◆ **ENUNCIADO DA TAREFA**
Prolongue o texto sobre o tráfico de órgãos em Moçambique, começando logo após a sua última frase.

══ TEXTO

O tráfico ilegal de órgãos está crescendo em toda a África. A sofisticada operação movimenta mais de US$ 1 bilhão anualmente e tem como alvo pessoas vulneráveis. A falta de regulamentação e a enorme demanda por órgãos impulsionam o comércio ilegal.
Seguindo um padrão que se tornou uma constante nas cidades de Maputo e Matola, o corpo de Finoca testemunha uma brutalidade indescritível e reacende o temor de Moçambique estar a ser usado como canteiro de uma rede de tráfico internacional de órgãos humanos para alimentar operações ilegais de transplante em países vizinhos.
O pescoço cortado, os braços quebrados, hematomas que narravam uma violência extrema e, o mais perturbador, indícios claros, segundo a irmã, de que órgãos haviam sido extraídos.
“Ela disse que estava na paragem e que não estava a aparecer chapa. Disse que estava parada há 20 minutos”, a voz de Ilda embarga-se ao recordar cada palavra pesando toneladas de uma dor que os meses não aliviaram.
“Eu disse à minha filha que, se não conseguisse apanhar chapa, devia ligar-me para eu sair e ir-lhe buscar”, lembrou a mãe como aguardou, como tantas outras vezes, mas o telefone permaneceu mudo.
“Mas a chamada de retorno nunca chegou. Eu pensei que talvez estivesse a descansar. Eu acabei por apanhar sono, nunca mais me ligou”, relata.
“Eu nem reconheci minha filha”
Com a voz quebrada pela incredulidade e pelo horror, Ilda lembra que teve de fazer um grande alvoroço para poder convencer a abrir a urna para se despedir da sua filha. O caixão permaneceu fechado para a maioria, uma tentativa de poupar os presentes da visão aterradora.
“Não abriram o caixão para todos, mas como eu fiz muito barulho, me deixaram ver, mas não reconheci. Eu fiquei à espera de ela aparecer e dizer ‘mamã, estou aqui’, lembra Ilda, destacando que os meses vão passando, corroendo a negação e forçando uma aceitação que ainda hoje parece impossível.
A resposta das autoridades ou a ausência dela tornou-se um novo fardo na dor de Ilda que alimenta pelo menos a esperança de ver os agressores de sua filha responsabilizados.
“Até agora a polícia não deu nenhum esclarecimento, eu cansei de andar porque não estou a ter resposta em nenhum lado. Eles me deram um número e disseram que iam ligar, mas até agora nada”, relata com a resignação tingindo a sua voz, mas não a sua busca por justiça, por um porquê que seja.

════
══ MATERIAL FORNECIDO

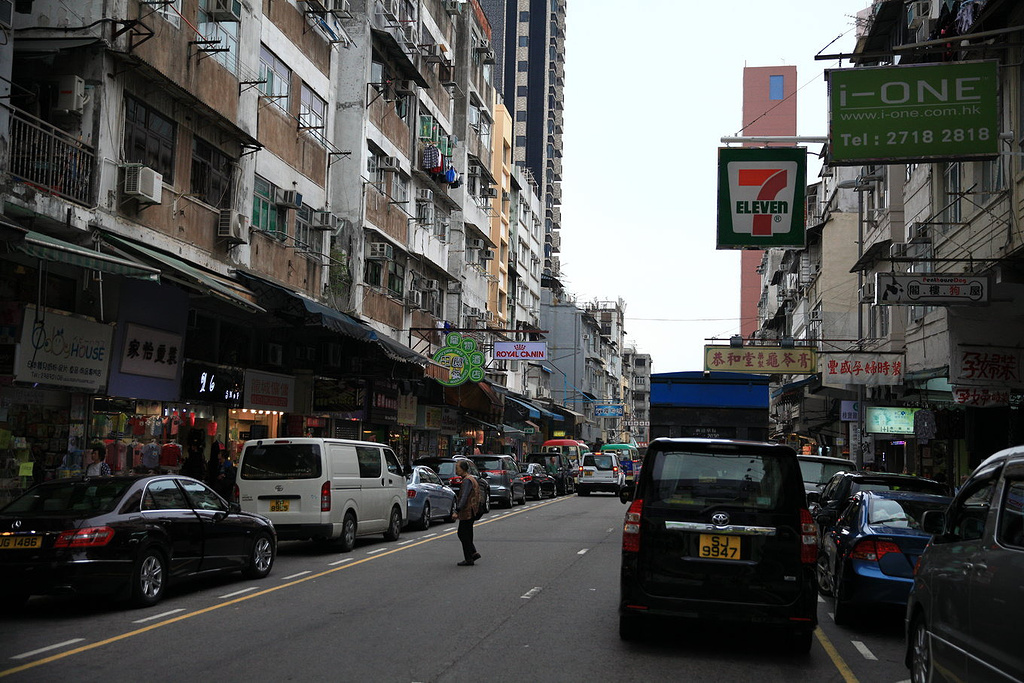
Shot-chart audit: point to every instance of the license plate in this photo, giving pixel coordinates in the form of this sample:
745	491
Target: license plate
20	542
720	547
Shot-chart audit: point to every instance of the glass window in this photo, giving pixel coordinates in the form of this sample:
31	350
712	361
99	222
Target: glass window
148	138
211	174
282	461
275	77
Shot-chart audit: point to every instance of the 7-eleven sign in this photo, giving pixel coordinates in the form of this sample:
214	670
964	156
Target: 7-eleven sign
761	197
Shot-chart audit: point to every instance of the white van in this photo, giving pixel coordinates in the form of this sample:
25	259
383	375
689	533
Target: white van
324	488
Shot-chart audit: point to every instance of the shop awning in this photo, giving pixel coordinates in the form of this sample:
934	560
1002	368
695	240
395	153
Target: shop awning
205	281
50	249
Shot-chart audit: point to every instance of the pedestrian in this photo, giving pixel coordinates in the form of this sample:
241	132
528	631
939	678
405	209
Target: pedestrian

════

◆ **RESPOSTA**
Um coro de gritos silenciados: Mimí e Taty
A história de Finoca, na sua singularidade trágica, não é um pesadelo isolado. Ecoa os destinos de Ámina “Mimí” Mussagy e Tatiana “Taty” Liasse, jovens mulheres cujos nomes se juntaram ao de Finoca no panteão sombrio de vítimas de uma violência que desafia a compreensão e alimenta os piores temores da sociedade moçambicana.
Mimí, com apenas 22 anos, estudante finalista de Relações Internacionais e o sonho vibrante de servir o País nas Forças Armadas, desapareceu a 17 de Janeiro de 2025. Partira de casa pelas 17 horas para um convívio com amigas no bairro Costa do Sol. Às 21h, despediu-se. Depois disso, o enigma. As chamadas da mãe caíam, um ruído estranho, e depois o silêncio total do telemóvel. As amigas, inicialmente, tentaram encobrir um possível encontro amoroso.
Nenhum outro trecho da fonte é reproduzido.